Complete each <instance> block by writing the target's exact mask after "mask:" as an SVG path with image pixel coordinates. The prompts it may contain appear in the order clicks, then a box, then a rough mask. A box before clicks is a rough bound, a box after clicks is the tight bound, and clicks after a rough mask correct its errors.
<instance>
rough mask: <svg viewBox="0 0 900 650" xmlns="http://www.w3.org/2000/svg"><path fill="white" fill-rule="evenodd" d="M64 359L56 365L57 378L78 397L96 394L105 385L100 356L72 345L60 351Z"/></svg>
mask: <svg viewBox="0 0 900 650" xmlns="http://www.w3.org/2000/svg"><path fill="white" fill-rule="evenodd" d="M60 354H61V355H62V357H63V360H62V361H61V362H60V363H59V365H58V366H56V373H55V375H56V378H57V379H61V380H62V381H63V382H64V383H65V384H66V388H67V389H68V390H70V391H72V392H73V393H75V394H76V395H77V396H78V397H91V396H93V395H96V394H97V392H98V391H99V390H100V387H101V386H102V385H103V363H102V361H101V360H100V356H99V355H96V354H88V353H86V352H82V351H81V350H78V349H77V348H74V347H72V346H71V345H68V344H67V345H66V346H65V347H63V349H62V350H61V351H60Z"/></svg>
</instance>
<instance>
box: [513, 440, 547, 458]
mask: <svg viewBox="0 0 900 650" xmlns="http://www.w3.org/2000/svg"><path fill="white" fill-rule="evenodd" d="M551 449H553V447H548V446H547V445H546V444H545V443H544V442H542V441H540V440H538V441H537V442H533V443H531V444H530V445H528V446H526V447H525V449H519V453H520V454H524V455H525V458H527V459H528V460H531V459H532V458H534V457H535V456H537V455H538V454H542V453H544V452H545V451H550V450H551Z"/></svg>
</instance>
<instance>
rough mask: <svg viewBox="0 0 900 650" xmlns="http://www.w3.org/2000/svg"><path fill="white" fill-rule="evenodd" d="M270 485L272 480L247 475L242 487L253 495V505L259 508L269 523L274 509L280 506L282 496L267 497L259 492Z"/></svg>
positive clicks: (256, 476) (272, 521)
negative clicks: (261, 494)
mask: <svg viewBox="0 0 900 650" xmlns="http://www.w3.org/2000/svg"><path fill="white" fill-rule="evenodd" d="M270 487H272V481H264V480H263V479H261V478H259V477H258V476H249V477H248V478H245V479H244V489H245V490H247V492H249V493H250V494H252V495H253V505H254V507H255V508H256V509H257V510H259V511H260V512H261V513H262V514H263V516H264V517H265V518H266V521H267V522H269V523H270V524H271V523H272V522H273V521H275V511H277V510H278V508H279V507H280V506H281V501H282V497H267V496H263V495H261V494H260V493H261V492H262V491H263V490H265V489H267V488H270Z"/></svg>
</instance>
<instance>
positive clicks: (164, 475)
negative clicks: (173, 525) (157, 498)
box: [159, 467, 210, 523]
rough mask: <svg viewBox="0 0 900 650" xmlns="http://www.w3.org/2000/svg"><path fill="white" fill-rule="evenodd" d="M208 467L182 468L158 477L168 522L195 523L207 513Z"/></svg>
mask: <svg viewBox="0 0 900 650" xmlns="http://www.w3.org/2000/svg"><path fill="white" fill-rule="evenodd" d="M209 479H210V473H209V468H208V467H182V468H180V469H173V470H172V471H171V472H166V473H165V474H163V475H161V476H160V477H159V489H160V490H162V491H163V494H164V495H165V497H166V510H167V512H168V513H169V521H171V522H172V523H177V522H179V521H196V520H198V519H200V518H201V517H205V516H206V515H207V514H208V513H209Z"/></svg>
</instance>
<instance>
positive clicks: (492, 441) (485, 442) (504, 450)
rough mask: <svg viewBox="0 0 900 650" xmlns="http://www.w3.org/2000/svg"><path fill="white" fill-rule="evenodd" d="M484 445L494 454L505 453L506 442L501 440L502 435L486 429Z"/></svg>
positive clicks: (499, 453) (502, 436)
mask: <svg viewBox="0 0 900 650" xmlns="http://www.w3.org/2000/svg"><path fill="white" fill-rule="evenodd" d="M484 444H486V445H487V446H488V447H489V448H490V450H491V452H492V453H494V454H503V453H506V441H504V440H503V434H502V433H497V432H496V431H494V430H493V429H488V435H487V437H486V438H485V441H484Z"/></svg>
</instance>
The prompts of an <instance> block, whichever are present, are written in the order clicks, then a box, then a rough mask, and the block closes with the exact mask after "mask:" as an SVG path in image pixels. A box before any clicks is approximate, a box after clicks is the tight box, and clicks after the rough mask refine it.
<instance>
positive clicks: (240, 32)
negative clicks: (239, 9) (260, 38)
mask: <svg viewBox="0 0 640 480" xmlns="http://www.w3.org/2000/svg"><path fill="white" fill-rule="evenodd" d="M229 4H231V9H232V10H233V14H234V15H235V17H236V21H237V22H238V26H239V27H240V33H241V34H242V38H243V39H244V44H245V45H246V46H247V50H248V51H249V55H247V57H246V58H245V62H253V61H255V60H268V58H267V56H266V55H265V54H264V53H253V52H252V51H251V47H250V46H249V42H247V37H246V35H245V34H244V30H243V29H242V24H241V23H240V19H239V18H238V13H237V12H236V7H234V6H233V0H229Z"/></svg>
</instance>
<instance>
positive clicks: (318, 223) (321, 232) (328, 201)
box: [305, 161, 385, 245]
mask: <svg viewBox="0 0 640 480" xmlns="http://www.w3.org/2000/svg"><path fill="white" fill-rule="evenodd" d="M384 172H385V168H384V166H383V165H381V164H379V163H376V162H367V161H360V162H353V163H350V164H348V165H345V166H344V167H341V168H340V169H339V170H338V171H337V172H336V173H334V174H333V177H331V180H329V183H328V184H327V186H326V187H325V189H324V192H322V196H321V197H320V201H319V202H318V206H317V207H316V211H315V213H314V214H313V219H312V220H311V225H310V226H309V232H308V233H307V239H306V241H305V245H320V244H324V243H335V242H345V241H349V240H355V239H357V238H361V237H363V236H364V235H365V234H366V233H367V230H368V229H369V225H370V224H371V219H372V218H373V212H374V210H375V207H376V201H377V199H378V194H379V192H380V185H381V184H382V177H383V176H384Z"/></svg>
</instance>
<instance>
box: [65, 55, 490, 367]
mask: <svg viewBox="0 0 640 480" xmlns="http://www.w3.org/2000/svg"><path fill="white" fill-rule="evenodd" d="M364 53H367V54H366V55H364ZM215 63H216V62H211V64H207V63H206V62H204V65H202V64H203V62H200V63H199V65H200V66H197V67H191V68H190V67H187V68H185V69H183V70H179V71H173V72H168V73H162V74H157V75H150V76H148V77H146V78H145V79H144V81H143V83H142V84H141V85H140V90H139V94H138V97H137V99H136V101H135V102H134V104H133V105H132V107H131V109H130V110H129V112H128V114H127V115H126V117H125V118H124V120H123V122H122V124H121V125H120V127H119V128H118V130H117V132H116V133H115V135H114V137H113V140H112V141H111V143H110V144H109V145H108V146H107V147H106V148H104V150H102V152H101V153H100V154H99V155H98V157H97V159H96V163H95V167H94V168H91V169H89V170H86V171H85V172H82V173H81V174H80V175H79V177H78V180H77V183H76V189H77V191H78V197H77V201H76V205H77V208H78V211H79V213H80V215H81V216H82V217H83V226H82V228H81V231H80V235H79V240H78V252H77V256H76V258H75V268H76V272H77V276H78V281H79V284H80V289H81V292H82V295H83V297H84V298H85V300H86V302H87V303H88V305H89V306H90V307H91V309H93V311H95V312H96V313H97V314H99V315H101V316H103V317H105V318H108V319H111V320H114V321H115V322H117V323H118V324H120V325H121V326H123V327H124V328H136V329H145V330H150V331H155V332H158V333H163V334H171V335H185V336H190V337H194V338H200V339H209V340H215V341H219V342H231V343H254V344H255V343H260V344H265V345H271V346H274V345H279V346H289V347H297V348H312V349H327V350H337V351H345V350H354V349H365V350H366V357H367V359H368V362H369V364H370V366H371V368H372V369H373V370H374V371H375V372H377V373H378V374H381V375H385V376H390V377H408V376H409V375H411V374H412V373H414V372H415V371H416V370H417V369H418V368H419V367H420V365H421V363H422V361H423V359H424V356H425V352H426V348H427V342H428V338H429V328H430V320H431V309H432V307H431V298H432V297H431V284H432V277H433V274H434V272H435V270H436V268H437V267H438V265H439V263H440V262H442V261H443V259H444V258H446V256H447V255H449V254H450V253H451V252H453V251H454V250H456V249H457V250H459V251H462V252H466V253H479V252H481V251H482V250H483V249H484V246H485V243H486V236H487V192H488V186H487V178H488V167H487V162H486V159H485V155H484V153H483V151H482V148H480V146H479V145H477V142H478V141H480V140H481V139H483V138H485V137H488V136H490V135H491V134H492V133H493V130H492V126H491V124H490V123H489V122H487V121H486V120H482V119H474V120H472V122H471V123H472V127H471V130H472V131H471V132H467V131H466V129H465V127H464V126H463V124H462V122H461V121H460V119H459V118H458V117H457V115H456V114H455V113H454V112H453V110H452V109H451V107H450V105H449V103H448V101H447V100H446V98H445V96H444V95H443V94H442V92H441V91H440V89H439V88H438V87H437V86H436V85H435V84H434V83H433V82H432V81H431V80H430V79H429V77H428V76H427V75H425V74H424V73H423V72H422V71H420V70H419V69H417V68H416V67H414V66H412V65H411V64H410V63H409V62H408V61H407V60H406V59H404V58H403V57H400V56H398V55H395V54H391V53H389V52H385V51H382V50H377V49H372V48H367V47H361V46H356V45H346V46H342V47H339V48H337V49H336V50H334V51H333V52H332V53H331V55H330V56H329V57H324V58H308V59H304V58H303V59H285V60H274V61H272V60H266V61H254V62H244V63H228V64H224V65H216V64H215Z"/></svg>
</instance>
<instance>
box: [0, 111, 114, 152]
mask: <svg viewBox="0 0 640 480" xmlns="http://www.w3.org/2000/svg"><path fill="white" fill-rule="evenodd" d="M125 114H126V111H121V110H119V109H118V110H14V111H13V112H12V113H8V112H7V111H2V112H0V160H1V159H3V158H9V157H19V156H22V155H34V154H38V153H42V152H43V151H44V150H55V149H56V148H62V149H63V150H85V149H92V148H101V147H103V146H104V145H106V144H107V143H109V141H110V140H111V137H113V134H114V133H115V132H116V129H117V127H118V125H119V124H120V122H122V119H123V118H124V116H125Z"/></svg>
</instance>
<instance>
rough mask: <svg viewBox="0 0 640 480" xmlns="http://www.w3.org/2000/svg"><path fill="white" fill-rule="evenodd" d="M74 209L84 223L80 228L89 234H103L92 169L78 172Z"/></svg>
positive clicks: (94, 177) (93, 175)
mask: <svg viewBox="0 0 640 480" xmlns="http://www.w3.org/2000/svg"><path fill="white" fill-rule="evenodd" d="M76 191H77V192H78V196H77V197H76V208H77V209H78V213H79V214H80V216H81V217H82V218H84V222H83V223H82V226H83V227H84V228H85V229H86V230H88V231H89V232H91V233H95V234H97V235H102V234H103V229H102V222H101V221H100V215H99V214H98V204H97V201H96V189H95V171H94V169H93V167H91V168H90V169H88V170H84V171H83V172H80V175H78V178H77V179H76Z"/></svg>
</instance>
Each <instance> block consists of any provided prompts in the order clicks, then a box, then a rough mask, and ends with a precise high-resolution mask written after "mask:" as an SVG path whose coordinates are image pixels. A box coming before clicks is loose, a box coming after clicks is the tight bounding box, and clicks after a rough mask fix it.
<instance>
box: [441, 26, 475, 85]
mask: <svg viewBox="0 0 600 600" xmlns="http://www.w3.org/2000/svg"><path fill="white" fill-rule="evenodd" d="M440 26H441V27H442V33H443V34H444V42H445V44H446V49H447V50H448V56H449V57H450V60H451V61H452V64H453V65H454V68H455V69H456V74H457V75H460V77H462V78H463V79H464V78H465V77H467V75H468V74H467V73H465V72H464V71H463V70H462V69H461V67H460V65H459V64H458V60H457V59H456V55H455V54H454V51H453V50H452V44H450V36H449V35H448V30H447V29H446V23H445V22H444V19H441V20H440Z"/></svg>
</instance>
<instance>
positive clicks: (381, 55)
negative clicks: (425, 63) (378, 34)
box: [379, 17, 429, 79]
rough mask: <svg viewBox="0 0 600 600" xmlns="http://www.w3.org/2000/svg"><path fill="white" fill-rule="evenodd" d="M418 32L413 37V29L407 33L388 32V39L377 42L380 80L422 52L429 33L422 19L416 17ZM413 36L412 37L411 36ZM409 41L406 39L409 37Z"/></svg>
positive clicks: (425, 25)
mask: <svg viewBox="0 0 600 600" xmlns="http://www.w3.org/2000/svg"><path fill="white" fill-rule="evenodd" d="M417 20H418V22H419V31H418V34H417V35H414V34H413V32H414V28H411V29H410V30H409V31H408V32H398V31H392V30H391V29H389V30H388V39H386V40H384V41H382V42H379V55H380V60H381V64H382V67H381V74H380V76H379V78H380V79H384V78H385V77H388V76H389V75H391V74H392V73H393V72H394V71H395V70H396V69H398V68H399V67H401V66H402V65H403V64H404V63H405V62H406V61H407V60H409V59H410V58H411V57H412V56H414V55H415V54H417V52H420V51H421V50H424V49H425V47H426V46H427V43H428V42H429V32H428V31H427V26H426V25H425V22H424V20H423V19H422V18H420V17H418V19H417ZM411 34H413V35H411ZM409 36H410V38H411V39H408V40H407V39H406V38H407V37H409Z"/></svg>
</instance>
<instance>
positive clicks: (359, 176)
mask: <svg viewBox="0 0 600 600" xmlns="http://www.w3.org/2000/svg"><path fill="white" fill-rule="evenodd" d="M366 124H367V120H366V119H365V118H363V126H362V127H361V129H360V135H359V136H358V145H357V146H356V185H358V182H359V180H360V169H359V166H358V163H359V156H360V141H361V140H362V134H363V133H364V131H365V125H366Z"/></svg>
• • • • • • •
_Problem to work on_
In the entries above, find every line with the word "exact" and list it.

_Answer section_
Complete each <instance> block by writing the target's exact mask after "mask:" as an SVG path with image pixel coordinates. The prompts it may contain appear in the order clicks, then a box, then a rough mask. A box before clicks is a rough bound, a box after clicks is the tight bound, and clicks after a rough mask correct its errors.
The prompts of an <instance> block, whichever are present, are written in the order clicks, then a box, then a rough mask, and the block closes with the exact mask after "mask:" as an SVG path in image pixels. A box before any clicks is approximate, a box after clicks is the tight box, and clicks after the rough mask refine it.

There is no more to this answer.